GOAL OF THE EXERCISE - The required result is each line of the entries below containing the string "surface".

[Natural language region descriptions]
- - - - - - -
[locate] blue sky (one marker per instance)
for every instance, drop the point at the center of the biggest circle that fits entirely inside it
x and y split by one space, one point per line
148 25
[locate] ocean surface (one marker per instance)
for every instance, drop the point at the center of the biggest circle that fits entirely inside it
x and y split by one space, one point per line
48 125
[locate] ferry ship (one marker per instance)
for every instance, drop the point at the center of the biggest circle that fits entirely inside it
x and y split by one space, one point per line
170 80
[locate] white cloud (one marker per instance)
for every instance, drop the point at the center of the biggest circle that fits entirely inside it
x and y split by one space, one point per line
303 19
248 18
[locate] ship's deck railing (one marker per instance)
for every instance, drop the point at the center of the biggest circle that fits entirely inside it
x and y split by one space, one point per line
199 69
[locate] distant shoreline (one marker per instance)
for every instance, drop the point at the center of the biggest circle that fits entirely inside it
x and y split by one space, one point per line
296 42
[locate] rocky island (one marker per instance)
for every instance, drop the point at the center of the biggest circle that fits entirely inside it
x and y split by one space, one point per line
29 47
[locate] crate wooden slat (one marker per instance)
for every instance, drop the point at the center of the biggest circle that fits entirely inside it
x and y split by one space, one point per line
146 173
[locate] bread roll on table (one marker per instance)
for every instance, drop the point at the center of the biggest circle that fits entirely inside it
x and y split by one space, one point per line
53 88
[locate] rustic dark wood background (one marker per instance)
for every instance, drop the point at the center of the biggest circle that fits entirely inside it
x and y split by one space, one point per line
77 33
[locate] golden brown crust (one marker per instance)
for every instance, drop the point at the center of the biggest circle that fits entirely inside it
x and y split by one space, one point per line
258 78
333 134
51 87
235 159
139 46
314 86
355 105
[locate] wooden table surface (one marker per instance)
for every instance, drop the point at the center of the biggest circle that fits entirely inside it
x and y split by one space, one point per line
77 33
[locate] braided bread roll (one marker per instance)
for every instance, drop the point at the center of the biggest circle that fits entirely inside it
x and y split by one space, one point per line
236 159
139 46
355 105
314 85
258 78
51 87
- - - - - - -
PROBLEM SOLUTION -
[locate] ocean surface (one marker per instance)
[locate] wooden table surface (one marker per instance)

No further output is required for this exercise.